> Your objective
Count the lines of the material below that contain the string "yellow". Reply with the number alone.

** Begin **

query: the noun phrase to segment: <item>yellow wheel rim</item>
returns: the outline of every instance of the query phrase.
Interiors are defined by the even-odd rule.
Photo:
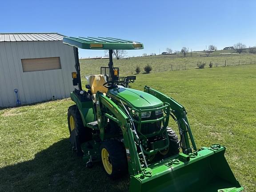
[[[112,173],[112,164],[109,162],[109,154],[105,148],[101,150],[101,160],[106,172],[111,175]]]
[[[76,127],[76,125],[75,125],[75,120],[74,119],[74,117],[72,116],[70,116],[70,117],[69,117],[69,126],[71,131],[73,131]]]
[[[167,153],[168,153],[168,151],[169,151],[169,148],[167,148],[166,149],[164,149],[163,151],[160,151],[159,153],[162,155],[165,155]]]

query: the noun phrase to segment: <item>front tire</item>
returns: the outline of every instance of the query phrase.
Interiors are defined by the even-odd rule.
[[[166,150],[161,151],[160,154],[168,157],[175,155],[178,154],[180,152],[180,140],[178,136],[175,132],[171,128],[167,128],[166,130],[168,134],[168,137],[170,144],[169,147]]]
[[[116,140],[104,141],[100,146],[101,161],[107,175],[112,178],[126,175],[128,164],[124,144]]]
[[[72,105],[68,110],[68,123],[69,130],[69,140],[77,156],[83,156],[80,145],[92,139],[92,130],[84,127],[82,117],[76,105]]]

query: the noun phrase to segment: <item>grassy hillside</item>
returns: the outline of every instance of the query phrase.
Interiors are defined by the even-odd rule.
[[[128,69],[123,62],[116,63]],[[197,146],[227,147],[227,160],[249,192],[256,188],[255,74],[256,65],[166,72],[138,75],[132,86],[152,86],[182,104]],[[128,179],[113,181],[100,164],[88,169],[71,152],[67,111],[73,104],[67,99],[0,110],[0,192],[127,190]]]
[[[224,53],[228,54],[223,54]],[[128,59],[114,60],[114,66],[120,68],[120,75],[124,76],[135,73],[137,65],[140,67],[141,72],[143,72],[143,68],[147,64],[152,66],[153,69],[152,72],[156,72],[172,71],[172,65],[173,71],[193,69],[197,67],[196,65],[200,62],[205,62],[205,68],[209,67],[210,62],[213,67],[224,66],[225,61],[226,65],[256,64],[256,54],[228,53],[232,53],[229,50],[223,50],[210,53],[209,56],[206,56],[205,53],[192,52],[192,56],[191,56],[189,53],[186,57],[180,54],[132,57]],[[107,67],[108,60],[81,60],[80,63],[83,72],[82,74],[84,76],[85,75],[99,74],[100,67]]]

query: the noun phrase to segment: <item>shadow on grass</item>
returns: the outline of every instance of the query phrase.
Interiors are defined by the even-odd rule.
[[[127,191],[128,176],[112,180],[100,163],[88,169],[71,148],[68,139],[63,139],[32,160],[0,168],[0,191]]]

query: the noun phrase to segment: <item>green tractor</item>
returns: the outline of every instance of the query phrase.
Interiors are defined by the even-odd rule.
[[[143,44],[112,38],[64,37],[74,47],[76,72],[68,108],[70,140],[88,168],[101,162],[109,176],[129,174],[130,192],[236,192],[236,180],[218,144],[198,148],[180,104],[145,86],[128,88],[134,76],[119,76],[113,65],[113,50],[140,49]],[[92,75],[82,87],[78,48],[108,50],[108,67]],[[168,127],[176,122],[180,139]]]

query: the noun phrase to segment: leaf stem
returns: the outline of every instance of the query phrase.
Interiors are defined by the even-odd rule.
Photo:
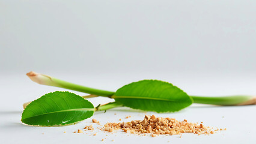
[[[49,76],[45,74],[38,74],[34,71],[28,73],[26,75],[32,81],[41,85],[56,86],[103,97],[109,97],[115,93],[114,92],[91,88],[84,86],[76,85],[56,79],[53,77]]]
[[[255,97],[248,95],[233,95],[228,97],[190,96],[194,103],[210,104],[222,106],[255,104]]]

** End **
** Begin **

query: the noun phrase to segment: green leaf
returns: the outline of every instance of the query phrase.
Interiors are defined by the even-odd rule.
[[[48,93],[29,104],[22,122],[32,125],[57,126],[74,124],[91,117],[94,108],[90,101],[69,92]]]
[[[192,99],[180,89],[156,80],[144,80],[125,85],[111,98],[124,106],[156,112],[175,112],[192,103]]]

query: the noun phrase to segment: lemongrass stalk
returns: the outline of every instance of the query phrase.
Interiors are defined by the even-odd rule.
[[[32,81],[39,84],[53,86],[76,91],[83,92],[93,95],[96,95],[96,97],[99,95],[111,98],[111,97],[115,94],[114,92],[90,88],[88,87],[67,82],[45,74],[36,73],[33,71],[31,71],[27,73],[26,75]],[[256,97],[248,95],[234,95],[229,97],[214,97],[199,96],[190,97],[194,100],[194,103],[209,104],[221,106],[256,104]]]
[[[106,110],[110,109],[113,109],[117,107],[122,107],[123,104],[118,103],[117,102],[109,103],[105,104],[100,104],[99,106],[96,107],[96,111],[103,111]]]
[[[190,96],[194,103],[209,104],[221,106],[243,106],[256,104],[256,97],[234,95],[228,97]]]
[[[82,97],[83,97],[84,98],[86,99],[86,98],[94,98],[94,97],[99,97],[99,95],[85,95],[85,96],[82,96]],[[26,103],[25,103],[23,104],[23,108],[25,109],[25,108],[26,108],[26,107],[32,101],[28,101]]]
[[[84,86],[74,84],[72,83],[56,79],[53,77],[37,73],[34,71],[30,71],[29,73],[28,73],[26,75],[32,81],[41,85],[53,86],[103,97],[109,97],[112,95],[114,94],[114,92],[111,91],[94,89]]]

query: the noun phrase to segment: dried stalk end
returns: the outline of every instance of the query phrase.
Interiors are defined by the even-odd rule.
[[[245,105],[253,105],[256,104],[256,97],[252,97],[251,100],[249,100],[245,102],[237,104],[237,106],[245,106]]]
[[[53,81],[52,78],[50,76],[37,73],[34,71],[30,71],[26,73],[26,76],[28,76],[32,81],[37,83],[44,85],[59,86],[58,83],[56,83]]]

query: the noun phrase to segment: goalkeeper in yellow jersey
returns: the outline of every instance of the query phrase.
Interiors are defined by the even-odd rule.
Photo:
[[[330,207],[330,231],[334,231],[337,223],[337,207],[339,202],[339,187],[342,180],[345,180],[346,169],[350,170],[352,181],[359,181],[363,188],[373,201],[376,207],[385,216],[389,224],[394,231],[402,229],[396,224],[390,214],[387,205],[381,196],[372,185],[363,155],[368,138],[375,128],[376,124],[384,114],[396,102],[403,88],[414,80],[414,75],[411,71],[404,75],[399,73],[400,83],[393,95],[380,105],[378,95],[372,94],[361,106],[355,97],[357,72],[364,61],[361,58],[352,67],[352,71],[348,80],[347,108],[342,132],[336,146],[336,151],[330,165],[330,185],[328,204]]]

** End **

> Written answer
2